§ **EXTRACTED TEXT**
------------------------

Fabio Salini: The master of jewellery materials returns to Masterpiece

July 8, 2019

By Katerina Perez

6 min read

Fabio Salini is unquestionably an outstanding jewellery designer. Having studied geology before working for some of the largest and most successful jewellery brands in the seventies, he eventually launched jewellery under his own name in 1999.

Since then, Fabio established himself as one of the most innovative voices in the world of fine jewellery design. He works extensively with unusual materials like titanium, carbon fiber, stingray or ebony which – in combination with succulent coloured gemstones – form striking contrasting designs. I caught up with Fabio before Masterpiece London 2019, where he showcased his new jewellery for the discerning crowd among objet d’art, antiques, and a select few jewellers specialising in one-of-a-kind pieces.

Fabio Salini rings with diamonds in carbon fiber and gold

Fabio Salini rings with diamonds in carbon fiber and gold

 Fabio Salini earrings with sapphires, diamonds and mother of pearl in gold

Fabio Salini earrings with sapphires, diamonds and mother of pearl in gold

Katerina Perez: How would you describe your approach to design?

Fabio Salini: I’ve always wanted to offer an alternative to the big brands and focused on creating designs that are different from everything else out there. I think today it is even more important, because luxury is going in two different ways in my opinion: mass luxury in terms of expensive materials etc., and then the niche luxury where exclusivity is very important. So not being so visible to everyone is of added value.

Fabio Salini cuff with 22.20ct tanzanite, sapphires and diamonds in gold

Fabio Salini cuff with 22.20ct tanzanite, sapphires and diamonds in gold

KP: You are best known for incorporating bold, unusual materials into your high jewellery designs. Can you tell me more about this?

------------------------

§ **INSTRUCTION 1**
In what year did Fabio Salini launch jewelry under his own name, according to the Fabio Salini interview?
§ **INSTRUCTION 2**
How would you render this sentence from the Fabio Salini interview in Spanish: "He works extensively with unusual materials like titanium, carbon fiber, stingray or ebony which – in combination with succulent coloured gemstones – form striking contrasting designs."
§ **INSTRUCTION 3**
Does the Fabio Salini interview support each statement below? Answer yes or no for each, quoting the deciding words.
(a) Salini studied geology before he worked for large jewelry brands.
(b) The gold cuff pictured holds a 22.20ct sapphire.
(c) Salini thinks luxury is heading in a single direction.

------------------------

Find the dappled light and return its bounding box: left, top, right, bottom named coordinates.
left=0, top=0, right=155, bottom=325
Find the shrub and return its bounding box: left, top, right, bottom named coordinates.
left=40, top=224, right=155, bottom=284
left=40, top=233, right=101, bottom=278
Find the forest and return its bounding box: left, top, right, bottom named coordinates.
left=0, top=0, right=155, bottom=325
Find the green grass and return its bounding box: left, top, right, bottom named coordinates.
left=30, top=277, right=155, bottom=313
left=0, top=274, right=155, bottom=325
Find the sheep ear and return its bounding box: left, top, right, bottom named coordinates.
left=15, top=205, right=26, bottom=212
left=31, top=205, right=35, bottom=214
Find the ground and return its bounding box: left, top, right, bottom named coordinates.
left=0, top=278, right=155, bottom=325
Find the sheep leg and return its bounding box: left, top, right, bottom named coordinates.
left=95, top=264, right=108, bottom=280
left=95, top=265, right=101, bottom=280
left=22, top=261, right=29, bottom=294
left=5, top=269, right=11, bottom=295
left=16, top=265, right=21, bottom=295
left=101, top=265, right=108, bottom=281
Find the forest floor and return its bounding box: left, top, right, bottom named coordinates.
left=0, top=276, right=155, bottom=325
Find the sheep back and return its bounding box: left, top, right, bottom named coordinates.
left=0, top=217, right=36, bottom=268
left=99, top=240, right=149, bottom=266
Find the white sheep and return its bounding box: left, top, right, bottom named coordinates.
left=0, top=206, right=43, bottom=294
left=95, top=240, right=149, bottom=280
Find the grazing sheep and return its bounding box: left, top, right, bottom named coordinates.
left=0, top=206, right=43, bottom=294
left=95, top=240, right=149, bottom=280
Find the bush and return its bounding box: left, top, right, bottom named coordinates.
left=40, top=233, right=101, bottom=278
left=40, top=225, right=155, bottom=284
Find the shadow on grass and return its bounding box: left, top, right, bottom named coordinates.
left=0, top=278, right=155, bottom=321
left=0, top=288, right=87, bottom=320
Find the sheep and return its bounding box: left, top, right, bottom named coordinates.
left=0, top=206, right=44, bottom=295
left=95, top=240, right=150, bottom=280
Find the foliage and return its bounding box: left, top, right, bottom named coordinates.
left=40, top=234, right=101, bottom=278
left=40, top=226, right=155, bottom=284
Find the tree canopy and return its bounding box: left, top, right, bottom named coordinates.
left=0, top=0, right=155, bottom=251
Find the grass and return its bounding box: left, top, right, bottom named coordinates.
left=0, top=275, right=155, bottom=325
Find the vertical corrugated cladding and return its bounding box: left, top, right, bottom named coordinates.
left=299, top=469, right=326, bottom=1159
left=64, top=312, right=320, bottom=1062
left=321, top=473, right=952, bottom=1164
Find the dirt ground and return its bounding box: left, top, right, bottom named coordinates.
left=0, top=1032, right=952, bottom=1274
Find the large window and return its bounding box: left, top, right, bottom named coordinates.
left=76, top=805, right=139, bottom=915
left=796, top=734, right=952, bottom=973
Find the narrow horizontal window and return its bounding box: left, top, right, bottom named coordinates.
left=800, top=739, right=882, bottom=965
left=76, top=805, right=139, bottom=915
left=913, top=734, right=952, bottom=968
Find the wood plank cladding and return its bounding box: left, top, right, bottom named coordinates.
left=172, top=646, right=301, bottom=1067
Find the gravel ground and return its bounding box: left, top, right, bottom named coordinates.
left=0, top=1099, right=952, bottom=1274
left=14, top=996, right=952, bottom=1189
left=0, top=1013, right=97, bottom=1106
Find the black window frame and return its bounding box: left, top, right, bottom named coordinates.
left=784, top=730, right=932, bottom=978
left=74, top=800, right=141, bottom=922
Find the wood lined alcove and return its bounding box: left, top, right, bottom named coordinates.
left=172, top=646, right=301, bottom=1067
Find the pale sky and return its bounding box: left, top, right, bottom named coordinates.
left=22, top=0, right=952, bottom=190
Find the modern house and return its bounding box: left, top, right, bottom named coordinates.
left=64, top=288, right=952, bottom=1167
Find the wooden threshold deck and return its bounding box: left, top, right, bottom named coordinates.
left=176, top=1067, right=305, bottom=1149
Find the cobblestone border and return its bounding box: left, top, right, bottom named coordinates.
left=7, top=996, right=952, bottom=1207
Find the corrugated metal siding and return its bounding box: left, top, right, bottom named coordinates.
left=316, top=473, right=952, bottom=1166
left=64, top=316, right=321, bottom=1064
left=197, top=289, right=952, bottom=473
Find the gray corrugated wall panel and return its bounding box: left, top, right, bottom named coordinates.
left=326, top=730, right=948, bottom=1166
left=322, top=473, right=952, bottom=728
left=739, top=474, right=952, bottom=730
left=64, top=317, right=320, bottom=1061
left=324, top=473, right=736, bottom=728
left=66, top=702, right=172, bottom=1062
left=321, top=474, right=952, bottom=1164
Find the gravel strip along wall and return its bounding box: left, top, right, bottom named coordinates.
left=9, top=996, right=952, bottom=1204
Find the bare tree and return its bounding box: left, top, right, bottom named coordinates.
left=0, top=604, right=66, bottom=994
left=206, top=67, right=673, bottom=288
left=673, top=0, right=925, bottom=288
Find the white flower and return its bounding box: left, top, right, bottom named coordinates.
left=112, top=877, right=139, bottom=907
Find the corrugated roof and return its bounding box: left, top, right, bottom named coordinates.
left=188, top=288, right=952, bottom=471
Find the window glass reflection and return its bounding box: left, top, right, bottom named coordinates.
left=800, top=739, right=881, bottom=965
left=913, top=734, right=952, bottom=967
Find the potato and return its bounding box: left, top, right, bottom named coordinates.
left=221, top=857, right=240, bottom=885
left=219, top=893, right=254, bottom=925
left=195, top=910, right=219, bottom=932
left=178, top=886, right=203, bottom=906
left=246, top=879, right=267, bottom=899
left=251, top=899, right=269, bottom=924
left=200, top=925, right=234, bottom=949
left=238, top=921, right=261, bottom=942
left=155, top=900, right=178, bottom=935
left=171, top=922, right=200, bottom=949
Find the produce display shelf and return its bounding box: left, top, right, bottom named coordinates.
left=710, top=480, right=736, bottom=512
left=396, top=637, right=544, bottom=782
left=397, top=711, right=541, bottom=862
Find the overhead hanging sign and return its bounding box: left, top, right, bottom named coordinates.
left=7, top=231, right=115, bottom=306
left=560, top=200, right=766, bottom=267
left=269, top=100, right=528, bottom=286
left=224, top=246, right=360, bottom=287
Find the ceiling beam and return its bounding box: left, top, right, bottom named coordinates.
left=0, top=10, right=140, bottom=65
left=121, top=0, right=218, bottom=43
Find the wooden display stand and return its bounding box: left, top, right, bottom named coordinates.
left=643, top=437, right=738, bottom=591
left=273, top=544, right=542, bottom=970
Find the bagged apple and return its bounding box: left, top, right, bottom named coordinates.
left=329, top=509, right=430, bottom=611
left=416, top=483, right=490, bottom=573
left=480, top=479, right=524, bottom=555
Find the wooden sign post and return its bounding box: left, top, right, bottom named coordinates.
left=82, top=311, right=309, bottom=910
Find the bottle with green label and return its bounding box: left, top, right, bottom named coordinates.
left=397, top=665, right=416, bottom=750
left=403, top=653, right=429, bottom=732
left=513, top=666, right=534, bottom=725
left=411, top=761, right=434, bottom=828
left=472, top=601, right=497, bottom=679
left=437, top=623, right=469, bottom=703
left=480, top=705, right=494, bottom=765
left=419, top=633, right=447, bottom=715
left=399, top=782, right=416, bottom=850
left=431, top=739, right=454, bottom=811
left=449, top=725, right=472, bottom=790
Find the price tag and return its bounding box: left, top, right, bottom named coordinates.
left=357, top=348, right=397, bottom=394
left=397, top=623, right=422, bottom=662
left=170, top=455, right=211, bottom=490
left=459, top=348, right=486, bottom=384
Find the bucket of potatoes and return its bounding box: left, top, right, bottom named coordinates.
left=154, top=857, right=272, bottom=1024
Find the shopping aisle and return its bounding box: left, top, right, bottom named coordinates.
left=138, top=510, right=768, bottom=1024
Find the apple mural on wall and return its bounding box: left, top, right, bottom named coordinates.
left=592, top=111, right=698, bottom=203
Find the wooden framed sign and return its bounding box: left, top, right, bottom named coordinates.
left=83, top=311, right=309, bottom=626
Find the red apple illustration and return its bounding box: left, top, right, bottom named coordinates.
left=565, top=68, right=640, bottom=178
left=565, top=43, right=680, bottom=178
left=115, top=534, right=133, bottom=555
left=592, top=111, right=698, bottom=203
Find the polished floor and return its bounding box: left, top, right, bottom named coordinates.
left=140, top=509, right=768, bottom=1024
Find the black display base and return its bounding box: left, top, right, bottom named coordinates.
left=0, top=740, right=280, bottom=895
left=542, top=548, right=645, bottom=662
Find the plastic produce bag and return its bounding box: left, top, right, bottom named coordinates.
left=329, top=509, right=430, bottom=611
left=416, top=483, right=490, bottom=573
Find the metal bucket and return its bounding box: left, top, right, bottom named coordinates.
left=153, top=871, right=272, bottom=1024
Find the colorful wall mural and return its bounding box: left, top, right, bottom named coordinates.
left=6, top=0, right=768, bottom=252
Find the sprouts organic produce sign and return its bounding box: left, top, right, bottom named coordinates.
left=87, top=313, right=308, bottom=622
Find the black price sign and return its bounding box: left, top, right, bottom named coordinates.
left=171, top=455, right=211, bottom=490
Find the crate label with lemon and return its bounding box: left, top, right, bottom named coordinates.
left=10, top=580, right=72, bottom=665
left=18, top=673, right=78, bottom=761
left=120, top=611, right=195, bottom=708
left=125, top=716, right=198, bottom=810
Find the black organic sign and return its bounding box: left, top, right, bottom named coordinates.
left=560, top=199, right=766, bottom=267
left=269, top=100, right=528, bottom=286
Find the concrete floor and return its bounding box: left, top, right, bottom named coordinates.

------------------------

§ **SOLUTION 1**
1999

§ **SOLUTION 2**
Trabaja ampliamente con materiales inusuales como el titanio, la fibra de carbono, la piel de raya o el ébano, que, en combinación con suculentas gemas de colores, forman llamativos diseños contrastantes.

§ **SOLUTION 3**
(a) Yes: "Having studied geology before working for some of the largest and most successful jewellery brands in the seventies"
(b) No: "cuff with 22.20ct tanzanite, sapphires and diamonds in gold"
(c) No: "luxury is going in two different ways in my opinion"